Exercise objective:
Arrange the lines below, from the one holding "Thank you for the photo. Could you indicate the hanging" through the one holding "<point>22,210</point>", inclusive, as a JSON list of strings with one string per line and any blank lines left out. Include only those lines.

==== Dataset excerpts ====

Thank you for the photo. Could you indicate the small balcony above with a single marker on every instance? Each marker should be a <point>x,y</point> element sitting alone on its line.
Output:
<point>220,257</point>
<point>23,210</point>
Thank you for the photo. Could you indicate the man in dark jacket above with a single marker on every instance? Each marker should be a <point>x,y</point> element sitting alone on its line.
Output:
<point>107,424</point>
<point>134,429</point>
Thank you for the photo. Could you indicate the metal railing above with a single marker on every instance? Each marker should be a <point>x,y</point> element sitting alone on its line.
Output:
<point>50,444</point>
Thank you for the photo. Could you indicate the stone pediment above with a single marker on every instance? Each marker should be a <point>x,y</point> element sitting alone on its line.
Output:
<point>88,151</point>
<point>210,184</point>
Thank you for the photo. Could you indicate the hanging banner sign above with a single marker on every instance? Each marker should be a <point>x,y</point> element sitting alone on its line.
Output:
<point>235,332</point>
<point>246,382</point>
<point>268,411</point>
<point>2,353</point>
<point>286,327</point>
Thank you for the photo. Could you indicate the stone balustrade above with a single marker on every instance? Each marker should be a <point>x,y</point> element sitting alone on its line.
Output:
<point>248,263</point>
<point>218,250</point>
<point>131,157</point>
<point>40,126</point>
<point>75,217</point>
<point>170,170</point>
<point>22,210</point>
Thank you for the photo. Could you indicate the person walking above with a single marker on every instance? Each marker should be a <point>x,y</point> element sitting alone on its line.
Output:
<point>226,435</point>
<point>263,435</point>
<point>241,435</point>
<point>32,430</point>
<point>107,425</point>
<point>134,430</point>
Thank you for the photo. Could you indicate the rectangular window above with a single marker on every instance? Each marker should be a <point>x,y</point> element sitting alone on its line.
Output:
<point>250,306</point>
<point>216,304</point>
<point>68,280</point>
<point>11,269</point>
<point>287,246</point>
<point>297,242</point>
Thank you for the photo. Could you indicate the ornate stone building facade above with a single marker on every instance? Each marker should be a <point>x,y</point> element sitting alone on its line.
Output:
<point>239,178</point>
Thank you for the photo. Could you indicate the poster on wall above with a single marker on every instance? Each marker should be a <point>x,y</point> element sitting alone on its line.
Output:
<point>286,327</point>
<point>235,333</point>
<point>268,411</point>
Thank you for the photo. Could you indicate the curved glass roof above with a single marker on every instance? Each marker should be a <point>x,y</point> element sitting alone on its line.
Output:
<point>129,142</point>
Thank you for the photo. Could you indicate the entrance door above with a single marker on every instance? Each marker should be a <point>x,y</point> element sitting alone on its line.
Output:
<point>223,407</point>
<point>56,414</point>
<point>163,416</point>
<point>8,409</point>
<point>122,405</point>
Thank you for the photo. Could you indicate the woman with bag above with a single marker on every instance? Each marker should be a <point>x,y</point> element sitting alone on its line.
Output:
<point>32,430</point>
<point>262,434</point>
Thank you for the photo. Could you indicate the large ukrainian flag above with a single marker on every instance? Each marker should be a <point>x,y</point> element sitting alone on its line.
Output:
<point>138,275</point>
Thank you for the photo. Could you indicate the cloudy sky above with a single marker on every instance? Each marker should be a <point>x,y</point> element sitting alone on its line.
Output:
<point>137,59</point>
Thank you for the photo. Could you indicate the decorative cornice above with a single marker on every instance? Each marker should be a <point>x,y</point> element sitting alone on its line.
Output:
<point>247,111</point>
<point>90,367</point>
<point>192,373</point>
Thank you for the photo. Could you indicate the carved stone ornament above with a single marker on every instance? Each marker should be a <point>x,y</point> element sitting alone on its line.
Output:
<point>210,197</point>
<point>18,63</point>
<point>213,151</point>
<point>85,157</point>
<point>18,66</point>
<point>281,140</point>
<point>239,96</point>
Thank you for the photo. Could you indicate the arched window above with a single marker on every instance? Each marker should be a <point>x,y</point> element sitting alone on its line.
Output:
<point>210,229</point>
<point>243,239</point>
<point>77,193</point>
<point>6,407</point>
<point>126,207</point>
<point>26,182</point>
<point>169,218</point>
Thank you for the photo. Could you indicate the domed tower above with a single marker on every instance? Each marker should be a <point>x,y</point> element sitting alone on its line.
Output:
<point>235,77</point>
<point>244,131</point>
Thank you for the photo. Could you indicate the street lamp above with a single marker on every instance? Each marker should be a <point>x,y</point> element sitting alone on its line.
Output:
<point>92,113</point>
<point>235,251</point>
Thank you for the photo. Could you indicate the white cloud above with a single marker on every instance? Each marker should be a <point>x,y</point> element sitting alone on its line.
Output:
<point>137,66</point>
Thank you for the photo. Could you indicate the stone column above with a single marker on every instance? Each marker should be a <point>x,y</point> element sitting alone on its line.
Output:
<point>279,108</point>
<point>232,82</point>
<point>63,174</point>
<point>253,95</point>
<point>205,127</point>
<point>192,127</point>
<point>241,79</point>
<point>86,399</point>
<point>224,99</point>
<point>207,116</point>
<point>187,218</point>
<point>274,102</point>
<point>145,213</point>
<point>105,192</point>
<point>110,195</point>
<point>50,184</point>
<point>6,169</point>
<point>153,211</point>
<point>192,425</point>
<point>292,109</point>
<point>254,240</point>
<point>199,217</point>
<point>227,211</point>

====

Solution below:
[
  "Thank you for the photo. Could you indicate the hanging banner sign above with a single marker on every instance? Each marker should be a <point>x,y</point> element sitting alone on its line.",
  "Output:",
  "<point>235,332</point>",
  "<point>246,382</point>",
  "<point>268,411</point>",
  "<point>2,353</point>",
  "<point>286,327</point>",
  "Thank you for the photo. Could you indicate the stone balustrade above with a single marker on every instance? Each marker should be a <point>x,y</point> element sitting alone on its line.",
  "Output:",
  "<point>248,263</point>",
  "<point>218,250</point>",
  "<point>131,157</point>",
  "<point>40,126</point>",
  "<point>75,217</point>",
  "<point>170,170</point>",
  "<point>22,210</point>"
]